Records excerpted from a collection:
>> start
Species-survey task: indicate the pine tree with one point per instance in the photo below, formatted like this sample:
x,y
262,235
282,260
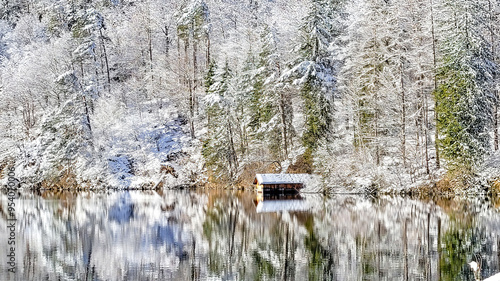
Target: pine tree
x,y
316,69
219,146
464,95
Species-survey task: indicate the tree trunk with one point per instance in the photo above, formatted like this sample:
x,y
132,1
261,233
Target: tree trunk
x,y
403,117
436,116
106,60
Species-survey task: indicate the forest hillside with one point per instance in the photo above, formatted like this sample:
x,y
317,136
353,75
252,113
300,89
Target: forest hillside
x,y
370,94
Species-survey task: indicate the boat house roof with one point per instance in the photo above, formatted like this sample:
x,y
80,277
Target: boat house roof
x,y
280,178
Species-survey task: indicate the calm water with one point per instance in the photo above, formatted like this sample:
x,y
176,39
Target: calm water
x,y
219,235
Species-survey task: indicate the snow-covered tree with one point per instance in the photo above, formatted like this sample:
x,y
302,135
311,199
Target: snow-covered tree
x,y
219,146
315,68
465,97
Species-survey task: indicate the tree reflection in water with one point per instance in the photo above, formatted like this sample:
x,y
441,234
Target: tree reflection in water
x,y
221,235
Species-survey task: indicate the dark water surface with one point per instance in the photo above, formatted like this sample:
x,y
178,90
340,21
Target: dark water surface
x,y
223,235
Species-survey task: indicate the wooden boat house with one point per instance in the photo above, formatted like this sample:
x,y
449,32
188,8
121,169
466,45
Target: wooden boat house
x,y
279,182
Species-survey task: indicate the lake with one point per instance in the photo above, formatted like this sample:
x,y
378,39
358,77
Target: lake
x,y
236,235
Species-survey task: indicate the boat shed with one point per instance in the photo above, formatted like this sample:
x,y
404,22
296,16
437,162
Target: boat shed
x,y
279,182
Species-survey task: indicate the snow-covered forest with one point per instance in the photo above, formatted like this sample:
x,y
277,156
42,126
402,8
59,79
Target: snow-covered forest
x,y
367,93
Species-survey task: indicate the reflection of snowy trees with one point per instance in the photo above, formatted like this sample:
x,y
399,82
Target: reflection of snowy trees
x,y
181,235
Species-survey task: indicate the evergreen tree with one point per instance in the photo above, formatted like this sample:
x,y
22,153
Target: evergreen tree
x,y
219,146
464,95
316,69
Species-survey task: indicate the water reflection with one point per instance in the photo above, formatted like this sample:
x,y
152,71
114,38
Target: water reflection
x,y
220,235
271,203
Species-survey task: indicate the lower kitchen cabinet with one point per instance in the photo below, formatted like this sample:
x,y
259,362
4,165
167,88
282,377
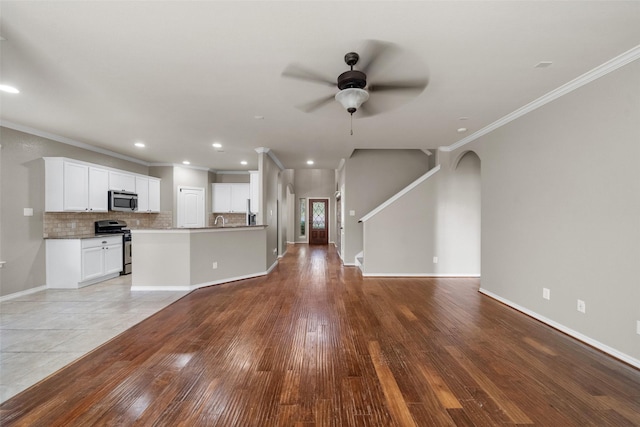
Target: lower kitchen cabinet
x,y
74,263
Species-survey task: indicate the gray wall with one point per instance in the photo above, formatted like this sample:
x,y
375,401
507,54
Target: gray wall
x,y
370,178
23,187
438,218
561,210
285,182
165,173
315,183
268,214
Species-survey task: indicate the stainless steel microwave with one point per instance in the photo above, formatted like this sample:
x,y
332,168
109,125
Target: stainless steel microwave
x,y
123,201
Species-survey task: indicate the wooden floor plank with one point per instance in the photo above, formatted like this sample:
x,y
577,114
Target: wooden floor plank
x,y
315,344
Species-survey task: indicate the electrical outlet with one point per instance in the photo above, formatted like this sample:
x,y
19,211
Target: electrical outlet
x,y
546,293
582,307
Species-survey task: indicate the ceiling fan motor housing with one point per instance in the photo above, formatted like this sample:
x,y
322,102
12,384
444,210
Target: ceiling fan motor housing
x,y
352,79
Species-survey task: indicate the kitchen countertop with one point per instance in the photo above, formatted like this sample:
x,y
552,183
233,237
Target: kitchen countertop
x,y
183,229
83,236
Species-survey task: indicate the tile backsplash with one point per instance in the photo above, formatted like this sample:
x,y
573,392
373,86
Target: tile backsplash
x,y
69,224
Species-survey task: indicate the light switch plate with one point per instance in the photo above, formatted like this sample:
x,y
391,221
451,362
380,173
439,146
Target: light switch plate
x,y
582,307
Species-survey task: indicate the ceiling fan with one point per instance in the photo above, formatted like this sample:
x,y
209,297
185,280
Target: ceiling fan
x,y
354,88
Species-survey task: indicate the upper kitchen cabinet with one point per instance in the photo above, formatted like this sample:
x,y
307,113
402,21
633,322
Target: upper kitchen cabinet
x,y
122,181
75,186
148,190
230,197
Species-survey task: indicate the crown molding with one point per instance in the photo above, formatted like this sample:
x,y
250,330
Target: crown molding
x,y
69,141
619,61
276,160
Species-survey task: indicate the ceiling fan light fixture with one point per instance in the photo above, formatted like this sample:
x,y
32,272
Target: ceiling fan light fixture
x,y
352,98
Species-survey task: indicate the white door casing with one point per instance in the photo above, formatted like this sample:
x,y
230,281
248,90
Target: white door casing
x,y
191,207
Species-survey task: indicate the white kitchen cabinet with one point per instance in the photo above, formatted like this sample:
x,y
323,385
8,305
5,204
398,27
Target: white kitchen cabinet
x,y
74,186
148,190
230,197
254,191
74,263
122,181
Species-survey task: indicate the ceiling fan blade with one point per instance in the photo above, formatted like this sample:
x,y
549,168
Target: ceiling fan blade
x,y
314,105
295,71
404,85
373,53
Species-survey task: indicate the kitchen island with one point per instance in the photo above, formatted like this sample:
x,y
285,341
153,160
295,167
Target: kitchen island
x,y
190,258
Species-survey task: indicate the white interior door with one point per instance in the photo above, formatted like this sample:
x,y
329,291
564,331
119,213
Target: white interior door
x,y
190,207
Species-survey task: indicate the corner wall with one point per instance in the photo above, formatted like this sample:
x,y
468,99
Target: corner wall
x,y
561,210
23,187
370,178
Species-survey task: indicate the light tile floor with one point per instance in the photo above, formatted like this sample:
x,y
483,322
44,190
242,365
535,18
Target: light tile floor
x,y
44,331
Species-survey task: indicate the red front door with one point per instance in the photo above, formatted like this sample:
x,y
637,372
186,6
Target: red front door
x,y
319,220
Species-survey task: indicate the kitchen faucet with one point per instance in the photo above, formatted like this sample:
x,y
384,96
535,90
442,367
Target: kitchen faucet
x,y
215,222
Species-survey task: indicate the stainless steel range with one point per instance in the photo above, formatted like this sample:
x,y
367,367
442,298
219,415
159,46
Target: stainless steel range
x,y
113,226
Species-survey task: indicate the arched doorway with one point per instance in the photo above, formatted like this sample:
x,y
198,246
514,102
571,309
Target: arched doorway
x,y
463,216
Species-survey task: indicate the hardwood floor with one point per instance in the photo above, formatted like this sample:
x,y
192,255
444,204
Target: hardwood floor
x,y
313,343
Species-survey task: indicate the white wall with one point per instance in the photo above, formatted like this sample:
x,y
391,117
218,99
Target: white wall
x,y
370,178
561,210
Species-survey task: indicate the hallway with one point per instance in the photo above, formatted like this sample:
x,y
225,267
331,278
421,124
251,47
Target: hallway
x,y
313,343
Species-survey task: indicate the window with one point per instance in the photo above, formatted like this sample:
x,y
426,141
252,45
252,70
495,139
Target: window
x,y
303,217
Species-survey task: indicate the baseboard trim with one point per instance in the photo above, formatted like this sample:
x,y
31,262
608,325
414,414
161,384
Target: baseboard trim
x,y
574,334
427,275
173,288
23,293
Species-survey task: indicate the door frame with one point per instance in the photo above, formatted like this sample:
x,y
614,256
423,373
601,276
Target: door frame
x,y
309,214
204,203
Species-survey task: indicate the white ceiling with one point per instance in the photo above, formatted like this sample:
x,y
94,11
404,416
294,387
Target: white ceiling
x,y
180,75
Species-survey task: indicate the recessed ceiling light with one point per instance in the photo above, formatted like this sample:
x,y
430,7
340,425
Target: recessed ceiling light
x,y
9,89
>> end
**What is expected:**
Output every entry word for word, but omit the pictures.

**Worked answer:**
Species-survey task: indicate the pine tree with one point per instance in the photo below, formatted like this sample:
x,y
262,235
282,260
Target: pine tree
x,y
316,69
219,146
464,95
Species-survey task: indicate the tree trunk with one point per instance in the photo above, formatted like this sample:
x,y
132,1
261,233
Target: tree trunk
x,y
403,117
436,116
106,60
Species-survey task: indicate the forest hillside with one point per instance in the photo above, formatted like this sample:
x,y
317,136
353,75
252,113
300,89
Target: forest hillside
x,y
370,94
Species-survey task: indicate the boat house roof with one point per instance in the photo above, formatted like this sample:
x,y
80,277
Target: boat house roof
x,y
280,178
Species-survey task: indicate the calm water with one point per instance in the photo above, formatted like this sample:
x,y
176,39
Target: calm water
x,y
219,235
Species-survey task: indicate the snow-covered tree with one point per instance in the photo above, formatted like this sample:
x,y
302,135
311,199
Target: snow-covered tree
x,y
219,146
315,68
465,97
Species-survey task: indicate the tree reflection in water with one point per instance in the photo above, formatted like this sample:
x,y
441,234
Target: tree reflection in water
x,y
221,235
Species-survey task: indicate the dark water surface with one point per instance in the photo above, formatted like this sample:
x,y
178,90
340,21
Target: dark water surface
x,y
223,235
Species-survey task: indicate the wooden boat house with one point per instance in the photo above, formatted like this sample:
x,y
449,32
188,8
121,169
466,45
Target: wooden boat house
x,y
279,182
Species-survey task: indicate the lake with one point per instance in the photo above, formatted like this sample:
x,y
378,39
358,77
Target: lake
x,y
236,235
Species-survey task: indicate the boat shed with one point per instance in the photo above, formatted like this sample:
x,y
404,22
296,16
437,162
Target: boat shed
x,y
279,182
Species-survey task: indicate the snow-covered forest with one point per instance in the photo above, formatted like this sample:
x,y
277,156
42,126
402,8
59,79
Target: snow-covered forest
x,y
367,93
Species-survey task: indicate the reflection of snowy trees with one point per instance in the photo above, formatted like this sample:
x,y
399,82
Target: reflection of snowy trees
x,y
181,235
Species-survey task: indicate the evergreen tree with one point per instance in the photo above, formatted like this sample:
x,y
22,153
Target: evergreen tree
x,y
219,146
464,95
316,69
Species-survey task: indicate the water reflection with one point per instance in the photo above, formatted like this sample:
x,y
152,71
114,38
Target: water reflection
x,y
220,235
271,203
Species-survey task: indicate the lower kitchen cabinet with one point per instance in the photo below, formatted like this sample:
x,y
259,362
4,165
167,88
282,377
Target: lower kitchen cabinet
x,y
74,263
Species-survey task: indicate the gray wall with one point per instance in the photo above, formatted like this sample:
x,y
375,401
507,54
Target: gray wall
x,y
370,178
23,187
438,218
561,210
285,182
165,173
315,183
268,214
Species-survey task: indicate the stainless steel microwave with one point per instance in the photo above, formatted like this sample:
x,y
332,168
109,125
Target: stainless steel microwave
x,y
123,201
Species-survey task: indicate the wooden floor plank with one point per instance in the photo above, formatted like this sample:
x,y
577,114
Target: wooden floor plank
x,y
315,344
Species-survey task: indicate the electrical outlet with one point per instance in the photo above, formatted like this sample:
x,y
19,211
Target: electrical outlet
x,y
546,293
582,307
Species-survey task: indicate the ceiling fan motor housing with one point per instance in the photo above, formatted like this sample:
x,y
322,102
12,384
444,210
Target: ceiling fan motor housing
x,y
352,79
Species-survey task: indicate the kitchen countertop with one point per instance in the photo above, formatted like this sample:
x,y
552,183
233,237
Target: kitchen countertop
x,y
183,229
83,236
Species-survey task: indicate the tile backsplash with one point per instance in the photo above, formatted like this sample:
x,y
573,392
373,86
Target: tile backsplash
x,y
69,224
Species-survey task: indicate the light switch plate with one point per instance in the photo above, formatted like this sample:
x,y
391,221
451,362
380,173
439,146
Target: light switch plate
x,y
582,307
Species-survey task: indicate the ceiling fan with one point per instance in the photo above, formatted like this sample:
x,y
209,297
185,280
Target: ceiling fan
x,y
354,88
Species-survey task: indicate the upper kitchen cabinet with one point per instance in the photo above, formatted like this sample:
x,y
307,113
402,21
633,322
Target: upper kitchen cabinet
x,y
122,181
75,186
148,190
230,197
Species-survey task: indicate the crown molding with one point per instance in the photo above, formatted like this sample:
x,y
250,330
Target: crown molding
x,y
69,141
619,61
276,160
Species-survey task: indicate the ceiling fan light fixture with one point per instance in the photo above, formatted like this sample:
x,y
32,272
Target: ceiling fan light fixture
x,y
352,98
Species-survey task: indicate the white door casing with one point per instance in the photo above, formatted like this sample:
x,y
230,281
248,90
Target: white door casing
x,y
191,207
Species-survey task: indicate the white kitchen cabinet with one point per instance in the photo above, formatted like this sample:
x,y
323,385
8,305
5,204
398,27
Target: white kitchen cabinet
x,y
74,186
148,190
230,197
254,191
74,263
122,181
Species-survey task: indicate the ceiling fan blade with one point per instance in the photo above, formatted like this sample:
x,y
549,168
Target: ceiling fan blade
x,y
314,105
295,71
404,85
373,53
Species-survey task: indicate the kitchen island with one point per instance in the photo above, formatted like this sample:
x,y
285,341
153,160
295,167
Target: kitchen island
x,y
190,258
Species-survey task: indicate the white interior door with one point per instance in the photo above, formatted like this sample:
x,y
329,291
564,331
119,213
Target: white interior door
x,y
190,207
Species-survey task: indicate the corner wall with one point per instance in the photo above, formatted like this sample:
x,y
468,99
Target: corner wall
x,y
561,210
23,187
370,178
Species-survey task: indicate the light tile floor with one point per instance in the photo above, formatted like this sample:
x,y
483,322
44,190
242,365
535,18
Target: light tile floor
x,y
44,331
Species-survey task: indicate the red front door with one point per instance in the photo above, formatted like this sample:
x,y
637,372
186,6
Target: red front door
x,y
319,220
Species-survey task: indicate the kitchen faucet with one point per instance in the photo above, formatted like this sample:
x,y
384,96
535,90
442,367
Target: kitchen faucet
x,y
215,222
Species-survey task: indicate the stainless steel range with one point per instance in the photo above, formatted like this sample:
x,y
367,367
442,298
219,415
159,46
Target: stainless steel range
x,y
113,226
Species-survey task: indicate the arched doorway with one point per instance in the photo above, formatted like this sample:
x,y
198,246
514,102
571,309
Target: arched doorway
x,y
463,216
Species-survey task: indicate the hardwood floor with one point per instance in the photo above, formatted like this sample:
x,y
192,255
444,204
Target: hardwood floor
x,y
313,343
Species-survey task: indicate the white wall with one point per instance in the photo above, formatted like this sample:
x,y
391,117
218,99
Target: white wall
x,y
370,178
561,210
Species-survey task: indicate the hallway with one point per instance in the photo above, formatted like this sample:
x,y
225,267
331,278
421,124
251,47
Target: hallway
x,y
313,343
Species-survey task: indicate the window with one point per instance in the photo above, formatted like this sample:
x,y
426,141
252,45
252,70
495,139
Target: window
x,y
303,217
Species-survey task: indicate the baseboard trim with one point per instance in the photo above, formatted like this sample:
x,y
31,262
608,325
414,414
161,384
Target: baseboard trim
x,y
574,334
427,275
173,288
23,293
Species-survey task: indicate the door frame with one point per instance in the photo above, formatted like this sample:
x,y
614,256
423,373
601,276
Target: door frame
x,y
309,214
204,203
Species-survey task: indicate the white ceiling with one point per instance in the photo above, formatted like this sample:
x,y
94,11
404,416
294,387
Target: white ceiling
x,y
180,75
Species-survey task: indicate the recessed ceiling light with one point per instance in the photo above, formatted like this sample:
x,y
430,7
340,425
Target: recessed ceiling light
x,y
9,89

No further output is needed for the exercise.